If they had built the Element off of the Pilot frame instead of a CRV, it would have been one of the greatest vehicles ever made. It would have more power, better handling, and a realistic maximum load. It's insane to offer all that space and then limit what you can carry so severely. As it stands, I see it as a missed opportunity that really disappoints me. I sold my Element, bought a Volvo XC90 which I greatly prefer, and had $10,000 left over. Best move I've made in a long time.


----------



## ridethecliche (Feb 27, 2019)

Found a way to open the rav4 door from the inside!
This is getting interesting!









Added Rear Door Opener


I camp out several times a year and sleep in the back of my RAV. I often wished I could open the rear door from inside and found a pretty easy way to do it. I drilled a 2" hole through the door and clamped a 12" long piece of 1/4" diameter aluminum rod to the actuator rod. The rod has a...




www.rav4world.com


----------



## mojo maestro (Jan 6, 2009)

slept 100+ nights in the back of subie Impreza...........


----------



## MrDavey2Shoes (Mar 5, 2018)

@ridethecliche you gotta get a matte black wrap for +17 sneak/stealth points


----------



## ridethecliche (Feb 27, 2019)

MrDavey2Shoes said:


> @ridethecliche you gotta get a matte black wrap for +17 sneak/stealth points


What am I wrapping again?


----------



## MrDavey2Shoes (Mar 5, 2018)

ridethecliche said:


> What am I wrapping again?


Whatever you’re making stealthy


----------



## ridethecliche (Feb 27, 2019)

So took some measurements of the back of the rav.

With the rear seats down, the total length is about 70 inches. If I move the passenger seat all the way forward, it's about 76 inches.

The width at the back between the wheelwells is about 32 inches. It's wider elsewhere obviously at a little over 50 inches at the back seats.

The height is about 3 ft at the most and about 30 inches at the shortest.

So it looks like I have a decent amount of space to work with. Appears it would be best to sleep on the passenger side. Would have to see how to put together a platform, which would definitely improve utility and space, but would definitely make it harder to use the back seat, which I use pretty infrequently if we're being honest.

Does a rooftop cargo box generally help with things, i.e. just store things like extra blankets, some food, etc up there as a just in case? Or is it not worth the mpg drop if the car is already big enough. Odds are that it's probably just going to be me in there anyway. If I could find a box that would fit my boards, that would be perfect, but I think they're too long for the most part. I've found some of the used 'x-cargo sport 20' ones that are about 67 inches long and the boards could go up there. Storing boards away from sleeping area could be pretty nice overnight.


----------



## smellysell (Oct 29, 2018)

ridethecliche said:


> So took some measurements of the back of the rav.
> 
> With the rear seats down, the total length is about 70 inches. If I move the passenger seat all the way forward, it's about 76 inches.
> 
> ...

################

Exercise A
List each distinct username that heads a post in the forum thread about sleeping in vehicles.

Items listed in a dataset
################

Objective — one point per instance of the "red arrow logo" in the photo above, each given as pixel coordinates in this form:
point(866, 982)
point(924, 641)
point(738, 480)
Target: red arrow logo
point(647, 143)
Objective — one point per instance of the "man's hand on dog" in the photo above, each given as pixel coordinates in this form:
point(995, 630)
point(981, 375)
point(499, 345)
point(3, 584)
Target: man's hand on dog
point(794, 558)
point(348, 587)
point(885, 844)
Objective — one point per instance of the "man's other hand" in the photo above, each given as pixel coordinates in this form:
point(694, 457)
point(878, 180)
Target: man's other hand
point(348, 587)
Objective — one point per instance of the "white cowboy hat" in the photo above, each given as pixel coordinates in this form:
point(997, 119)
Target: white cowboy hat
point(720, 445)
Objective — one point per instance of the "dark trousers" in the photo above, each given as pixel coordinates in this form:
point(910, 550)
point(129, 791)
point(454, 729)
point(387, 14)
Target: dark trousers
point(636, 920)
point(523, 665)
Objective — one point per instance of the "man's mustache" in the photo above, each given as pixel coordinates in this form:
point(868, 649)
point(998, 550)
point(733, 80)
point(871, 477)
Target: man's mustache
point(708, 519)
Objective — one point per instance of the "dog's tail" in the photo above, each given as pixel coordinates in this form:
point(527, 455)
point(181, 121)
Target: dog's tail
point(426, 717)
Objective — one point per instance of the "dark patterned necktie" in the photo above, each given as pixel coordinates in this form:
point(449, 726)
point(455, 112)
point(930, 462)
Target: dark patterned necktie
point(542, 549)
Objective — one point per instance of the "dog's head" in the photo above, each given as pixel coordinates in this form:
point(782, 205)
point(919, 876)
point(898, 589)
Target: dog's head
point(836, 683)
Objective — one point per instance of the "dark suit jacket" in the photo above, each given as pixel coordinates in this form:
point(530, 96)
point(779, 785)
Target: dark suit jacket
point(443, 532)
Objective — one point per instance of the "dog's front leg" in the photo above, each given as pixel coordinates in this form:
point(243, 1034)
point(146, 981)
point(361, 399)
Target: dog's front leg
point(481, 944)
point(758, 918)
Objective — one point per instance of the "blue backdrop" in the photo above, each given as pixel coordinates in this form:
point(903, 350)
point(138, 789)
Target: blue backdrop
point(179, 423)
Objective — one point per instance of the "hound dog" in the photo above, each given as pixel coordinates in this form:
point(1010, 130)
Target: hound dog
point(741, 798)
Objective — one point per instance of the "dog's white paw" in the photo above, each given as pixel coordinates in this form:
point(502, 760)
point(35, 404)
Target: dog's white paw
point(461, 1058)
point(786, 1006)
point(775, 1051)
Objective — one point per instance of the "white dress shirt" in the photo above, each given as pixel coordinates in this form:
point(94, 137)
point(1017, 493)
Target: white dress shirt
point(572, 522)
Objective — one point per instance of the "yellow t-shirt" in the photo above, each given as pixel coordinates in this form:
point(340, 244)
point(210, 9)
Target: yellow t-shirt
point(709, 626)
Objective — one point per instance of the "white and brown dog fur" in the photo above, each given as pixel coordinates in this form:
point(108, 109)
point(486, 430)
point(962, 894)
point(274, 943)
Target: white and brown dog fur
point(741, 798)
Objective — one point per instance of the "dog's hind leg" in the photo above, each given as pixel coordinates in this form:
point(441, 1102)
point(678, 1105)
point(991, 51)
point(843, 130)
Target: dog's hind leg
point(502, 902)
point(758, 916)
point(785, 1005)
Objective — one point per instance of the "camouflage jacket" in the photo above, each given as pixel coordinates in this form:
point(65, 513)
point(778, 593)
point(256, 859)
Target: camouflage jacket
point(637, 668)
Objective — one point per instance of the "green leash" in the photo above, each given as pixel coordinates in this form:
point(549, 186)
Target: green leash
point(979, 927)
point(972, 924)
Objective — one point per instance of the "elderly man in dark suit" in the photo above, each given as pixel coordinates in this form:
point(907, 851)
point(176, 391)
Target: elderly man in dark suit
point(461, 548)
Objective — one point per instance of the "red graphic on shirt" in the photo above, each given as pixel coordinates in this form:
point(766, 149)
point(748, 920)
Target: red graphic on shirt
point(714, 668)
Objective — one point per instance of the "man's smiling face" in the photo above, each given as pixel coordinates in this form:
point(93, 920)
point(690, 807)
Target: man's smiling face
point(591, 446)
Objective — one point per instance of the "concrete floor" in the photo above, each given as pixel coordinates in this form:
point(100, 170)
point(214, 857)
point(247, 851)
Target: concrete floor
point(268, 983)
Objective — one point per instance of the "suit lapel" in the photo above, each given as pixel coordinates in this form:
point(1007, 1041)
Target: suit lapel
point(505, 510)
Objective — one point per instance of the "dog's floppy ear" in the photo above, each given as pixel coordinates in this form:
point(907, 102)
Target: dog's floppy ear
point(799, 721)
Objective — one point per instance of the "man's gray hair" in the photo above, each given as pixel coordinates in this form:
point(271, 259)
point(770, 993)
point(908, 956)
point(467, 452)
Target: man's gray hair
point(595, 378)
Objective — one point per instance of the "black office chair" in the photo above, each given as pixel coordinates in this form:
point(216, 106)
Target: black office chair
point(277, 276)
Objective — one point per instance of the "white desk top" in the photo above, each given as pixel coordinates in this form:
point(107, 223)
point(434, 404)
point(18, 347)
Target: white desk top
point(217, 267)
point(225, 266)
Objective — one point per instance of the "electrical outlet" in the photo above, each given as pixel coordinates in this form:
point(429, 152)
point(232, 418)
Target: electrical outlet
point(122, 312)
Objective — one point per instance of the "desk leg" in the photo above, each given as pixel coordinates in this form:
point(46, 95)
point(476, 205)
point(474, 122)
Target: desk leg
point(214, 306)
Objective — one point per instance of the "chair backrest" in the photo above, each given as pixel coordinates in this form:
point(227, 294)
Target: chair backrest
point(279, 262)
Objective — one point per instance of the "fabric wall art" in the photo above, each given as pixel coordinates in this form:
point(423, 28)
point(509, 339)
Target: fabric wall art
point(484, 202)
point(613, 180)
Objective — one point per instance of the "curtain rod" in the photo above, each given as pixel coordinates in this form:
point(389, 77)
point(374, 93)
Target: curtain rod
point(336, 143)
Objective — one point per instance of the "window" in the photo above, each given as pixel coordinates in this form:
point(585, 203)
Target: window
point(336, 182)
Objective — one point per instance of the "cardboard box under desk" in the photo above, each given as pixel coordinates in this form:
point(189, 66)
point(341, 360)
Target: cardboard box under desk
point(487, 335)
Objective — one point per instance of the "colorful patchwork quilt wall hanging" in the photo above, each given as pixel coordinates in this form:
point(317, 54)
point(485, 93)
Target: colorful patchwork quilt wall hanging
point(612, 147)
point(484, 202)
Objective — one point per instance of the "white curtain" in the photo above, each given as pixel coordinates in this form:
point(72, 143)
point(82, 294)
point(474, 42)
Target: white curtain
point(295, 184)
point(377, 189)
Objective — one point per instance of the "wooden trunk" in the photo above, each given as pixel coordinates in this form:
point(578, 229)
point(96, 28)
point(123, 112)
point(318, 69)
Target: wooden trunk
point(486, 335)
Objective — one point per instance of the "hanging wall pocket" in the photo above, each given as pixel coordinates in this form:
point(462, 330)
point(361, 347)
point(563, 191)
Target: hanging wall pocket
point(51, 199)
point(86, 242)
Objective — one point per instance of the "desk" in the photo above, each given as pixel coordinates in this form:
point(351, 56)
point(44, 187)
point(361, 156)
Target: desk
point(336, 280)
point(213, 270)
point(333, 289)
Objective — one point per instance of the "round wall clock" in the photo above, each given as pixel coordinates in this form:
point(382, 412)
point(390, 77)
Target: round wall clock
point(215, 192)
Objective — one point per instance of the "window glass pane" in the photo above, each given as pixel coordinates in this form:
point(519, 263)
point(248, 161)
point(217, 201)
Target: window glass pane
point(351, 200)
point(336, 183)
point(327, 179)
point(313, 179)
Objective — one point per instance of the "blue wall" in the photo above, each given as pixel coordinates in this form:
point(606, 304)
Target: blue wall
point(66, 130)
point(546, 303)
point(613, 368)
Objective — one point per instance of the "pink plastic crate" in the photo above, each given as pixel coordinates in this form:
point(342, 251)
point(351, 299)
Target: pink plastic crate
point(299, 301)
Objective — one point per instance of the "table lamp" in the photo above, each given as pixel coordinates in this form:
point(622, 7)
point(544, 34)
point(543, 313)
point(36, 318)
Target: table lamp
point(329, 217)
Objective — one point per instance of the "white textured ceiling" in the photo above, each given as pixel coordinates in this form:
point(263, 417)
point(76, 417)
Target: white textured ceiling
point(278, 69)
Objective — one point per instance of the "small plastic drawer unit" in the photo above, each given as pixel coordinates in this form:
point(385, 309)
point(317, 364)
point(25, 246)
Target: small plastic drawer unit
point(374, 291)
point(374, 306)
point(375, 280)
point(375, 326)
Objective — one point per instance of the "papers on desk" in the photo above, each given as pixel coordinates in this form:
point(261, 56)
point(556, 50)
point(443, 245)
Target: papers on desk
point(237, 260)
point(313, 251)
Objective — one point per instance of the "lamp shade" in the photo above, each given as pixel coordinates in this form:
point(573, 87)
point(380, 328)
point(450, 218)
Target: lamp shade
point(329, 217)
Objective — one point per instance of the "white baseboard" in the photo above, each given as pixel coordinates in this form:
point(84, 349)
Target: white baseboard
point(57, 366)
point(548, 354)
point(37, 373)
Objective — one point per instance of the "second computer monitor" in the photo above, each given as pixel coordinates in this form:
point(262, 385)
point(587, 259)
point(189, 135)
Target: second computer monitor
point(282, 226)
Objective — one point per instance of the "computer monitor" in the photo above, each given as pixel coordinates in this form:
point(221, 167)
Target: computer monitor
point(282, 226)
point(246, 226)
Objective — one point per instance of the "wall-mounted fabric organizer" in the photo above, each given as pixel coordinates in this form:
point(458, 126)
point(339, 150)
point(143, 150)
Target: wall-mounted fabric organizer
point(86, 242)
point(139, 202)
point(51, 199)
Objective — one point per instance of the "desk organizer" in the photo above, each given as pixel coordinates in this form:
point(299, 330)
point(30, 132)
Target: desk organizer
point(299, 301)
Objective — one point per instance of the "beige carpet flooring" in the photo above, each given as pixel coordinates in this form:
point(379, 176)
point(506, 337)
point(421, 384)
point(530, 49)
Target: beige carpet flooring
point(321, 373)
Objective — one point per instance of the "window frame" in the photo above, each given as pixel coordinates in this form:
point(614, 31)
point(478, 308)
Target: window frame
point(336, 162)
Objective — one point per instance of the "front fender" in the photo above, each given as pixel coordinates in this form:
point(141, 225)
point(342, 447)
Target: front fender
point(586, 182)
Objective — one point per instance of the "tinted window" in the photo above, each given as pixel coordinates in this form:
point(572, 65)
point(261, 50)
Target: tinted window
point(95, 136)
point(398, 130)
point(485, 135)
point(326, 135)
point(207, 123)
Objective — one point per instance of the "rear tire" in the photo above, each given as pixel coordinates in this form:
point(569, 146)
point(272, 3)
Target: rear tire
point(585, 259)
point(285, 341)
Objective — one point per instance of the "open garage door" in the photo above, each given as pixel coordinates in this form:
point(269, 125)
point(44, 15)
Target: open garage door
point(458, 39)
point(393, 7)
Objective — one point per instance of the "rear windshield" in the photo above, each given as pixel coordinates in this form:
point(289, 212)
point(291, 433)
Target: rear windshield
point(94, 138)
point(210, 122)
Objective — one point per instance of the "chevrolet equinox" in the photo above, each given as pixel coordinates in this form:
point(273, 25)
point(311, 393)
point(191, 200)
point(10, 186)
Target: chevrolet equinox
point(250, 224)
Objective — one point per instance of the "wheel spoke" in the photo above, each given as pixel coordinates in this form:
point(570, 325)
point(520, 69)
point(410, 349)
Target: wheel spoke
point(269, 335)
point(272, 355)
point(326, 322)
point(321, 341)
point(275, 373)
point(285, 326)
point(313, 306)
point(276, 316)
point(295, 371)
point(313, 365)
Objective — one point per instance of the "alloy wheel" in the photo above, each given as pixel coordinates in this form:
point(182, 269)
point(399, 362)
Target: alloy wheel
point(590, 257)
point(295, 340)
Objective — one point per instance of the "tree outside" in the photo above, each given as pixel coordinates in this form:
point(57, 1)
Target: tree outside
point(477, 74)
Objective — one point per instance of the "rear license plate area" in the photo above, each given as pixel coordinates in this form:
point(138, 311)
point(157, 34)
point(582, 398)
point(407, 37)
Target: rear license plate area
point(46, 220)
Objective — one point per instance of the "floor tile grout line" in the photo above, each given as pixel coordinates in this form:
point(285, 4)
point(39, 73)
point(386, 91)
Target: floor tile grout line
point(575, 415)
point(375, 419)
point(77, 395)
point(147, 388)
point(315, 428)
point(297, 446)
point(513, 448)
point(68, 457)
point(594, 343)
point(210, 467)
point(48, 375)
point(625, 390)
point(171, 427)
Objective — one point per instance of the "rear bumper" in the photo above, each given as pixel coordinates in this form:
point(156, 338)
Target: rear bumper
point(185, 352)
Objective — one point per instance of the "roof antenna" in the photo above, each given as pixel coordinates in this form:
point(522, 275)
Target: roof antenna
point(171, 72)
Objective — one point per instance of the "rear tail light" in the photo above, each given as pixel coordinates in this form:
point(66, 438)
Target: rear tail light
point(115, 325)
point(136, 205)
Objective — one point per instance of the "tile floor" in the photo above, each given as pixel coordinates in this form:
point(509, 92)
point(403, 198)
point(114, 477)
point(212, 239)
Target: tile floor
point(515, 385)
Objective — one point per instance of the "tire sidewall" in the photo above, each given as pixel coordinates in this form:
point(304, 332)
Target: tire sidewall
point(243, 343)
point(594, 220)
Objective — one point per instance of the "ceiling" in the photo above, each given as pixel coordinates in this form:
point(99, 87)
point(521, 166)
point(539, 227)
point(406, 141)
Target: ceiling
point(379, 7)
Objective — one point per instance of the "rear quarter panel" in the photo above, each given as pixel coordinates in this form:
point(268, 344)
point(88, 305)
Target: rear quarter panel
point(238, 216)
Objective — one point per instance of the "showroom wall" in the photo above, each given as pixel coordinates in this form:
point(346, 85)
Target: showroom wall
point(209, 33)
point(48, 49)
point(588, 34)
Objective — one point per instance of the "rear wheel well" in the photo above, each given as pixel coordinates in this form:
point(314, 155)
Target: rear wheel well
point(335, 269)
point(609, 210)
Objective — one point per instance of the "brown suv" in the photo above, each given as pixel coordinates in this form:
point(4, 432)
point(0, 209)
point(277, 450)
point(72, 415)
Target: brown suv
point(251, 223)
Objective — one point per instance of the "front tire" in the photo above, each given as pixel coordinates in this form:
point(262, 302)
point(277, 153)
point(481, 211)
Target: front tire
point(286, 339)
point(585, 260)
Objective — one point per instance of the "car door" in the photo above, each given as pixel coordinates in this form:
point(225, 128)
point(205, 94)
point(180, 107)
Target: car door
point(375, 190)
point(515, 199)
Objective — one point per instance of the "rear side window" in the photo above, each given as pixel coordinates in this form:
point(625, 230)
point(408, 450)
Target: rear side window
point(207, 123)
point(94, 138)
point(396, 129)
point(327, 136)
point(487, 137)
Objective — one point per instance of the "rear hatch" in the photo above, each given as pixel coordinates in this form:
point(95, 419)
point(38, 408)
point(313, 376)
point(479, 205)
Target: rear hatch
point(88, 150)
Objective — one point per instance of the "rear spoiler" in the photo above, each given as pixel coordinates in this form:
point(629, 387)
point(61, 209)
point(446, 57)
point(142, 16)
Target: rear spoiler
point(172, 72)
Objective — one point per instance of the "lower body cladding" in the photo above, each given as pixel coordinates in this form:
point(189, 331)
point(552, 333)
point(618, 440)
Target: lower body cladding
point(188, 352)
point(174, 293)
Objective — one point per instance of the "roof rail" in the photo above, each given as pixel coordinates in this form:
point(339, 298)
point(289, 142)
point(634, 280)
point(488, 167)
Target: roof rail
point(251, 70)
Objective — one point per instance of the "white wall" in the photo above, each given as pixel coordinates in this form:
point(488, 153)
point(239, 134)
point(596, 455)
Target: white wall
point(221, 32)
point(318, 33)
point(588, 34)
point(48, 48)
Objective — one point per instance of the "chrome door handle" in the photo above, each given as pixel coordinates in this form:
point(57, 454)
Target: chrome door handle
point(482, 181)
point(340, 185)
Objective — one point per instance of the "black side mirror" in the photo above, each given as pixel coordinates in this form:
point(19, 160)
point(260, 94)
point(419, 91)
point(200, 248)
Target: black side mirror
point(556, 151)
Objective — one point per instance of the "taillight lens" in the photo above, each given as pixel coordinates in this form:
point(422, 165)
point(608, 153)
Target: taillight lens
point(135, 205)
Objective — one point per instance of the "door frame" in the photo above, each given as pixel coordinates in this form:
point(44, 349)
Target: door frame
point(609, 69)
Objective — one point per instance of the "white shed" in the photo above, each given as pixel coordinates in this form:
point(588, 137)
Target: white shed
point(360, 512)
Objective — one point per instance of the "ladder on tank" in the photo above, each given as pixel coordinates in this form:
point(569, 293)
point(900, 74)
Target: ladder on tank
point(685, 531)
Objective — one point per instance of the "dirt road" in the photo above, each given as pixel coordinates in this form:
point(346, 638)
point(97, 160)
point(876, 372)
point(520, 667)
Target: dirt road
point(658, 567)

################

Exercise B
Lay out the lines of the records as a numbered list, from the first line of the records through the line holding "point(443, 532)", inclusive, leaving out any blank lines.

Result A
ridethecliche
mojo maestro
MrDavey2Shoes
smellysell

Result B
1. Objective — one point per instance of the "red arrow logo" in the photo above, each given as pixel coordinates in this form:
2. point(866, 982)
3. point(924, 641)
4. point(738, 480)
5. Target: red arrow logo
6. point(647, 143)
7. Objective — one point per instance of the "man's hand on dog" in the photo above, each given as pixel coordinates in this form:
8. point(995, 630)
9. point(981, 375)
10. point(499, 345)
11. point(3, 584)
12. Target: man's hand on dog
13. point(794, 558)
14. point(348, 587)
15. point(885, 844)
16. Objective — one point per instance of the "man's other hand" in the photo above, each given as pixel coordinates in this form:
17. point(694, 457)
18. point(878, 180)
19. Target: man's other hand
20. point(348, 587)
21. Objective — one point per instance of the "white cowboy hat" in the photo above, each given as pixel coordinates in this form:
22. point(997, 119)
23. Target: white cowboy hat
24. point(720, 445)
25. Objective — one point per instance of the "dark trousers" in the photo above, each given as pixel coordinates in this form:
26. point(910, 550)
27. point(129, 791)
28. point(454, 729)
29. point(387, 14)
30. Target: dark trousers
31. point(636, 920)
32. point(523, 665)
33. Objective — one point per instance of the "man's mustache" in the photo above, each given as pixel coordinates in this form:
34. point(868, 649)
35. point(998, 550)
36. point(733, 80)
37. point(871, 477)
38. Target: man's mustache
39. point(708, 519)
40. Objective — one point per instance of the "dog's tail" in the photo above, each given as pixel coordinates in this form:
41. point(527, 455)
42. point(181, 121)
43. Target: dog's tail
44. point(426, 717)
45. Objective — one point per instance of the "dark patterned necktie" in the photo above, each given as pixel coordinates in this form:
46. point(449, 726)
47. point(455, 112)
48. point(930, 462)
49. Target: dark patterned necktie
50. point(542, 549)
51. Objective — one point per instance of the "dog's head" in the photo above, each given as pixel coordinates in this form:
52. point(782, 205)
53. point(919, 876)
54. point(898, 589)
55. Target: dog's head
56. point(836, 683)
57. Objective — one point per instance of the "dark suit jacket" in the photo above, each given as pixel coordinates in this form:
58. point(530, 96)
59. point(779, 785)
60. Target: dark suit jacket
61. point(443, 532)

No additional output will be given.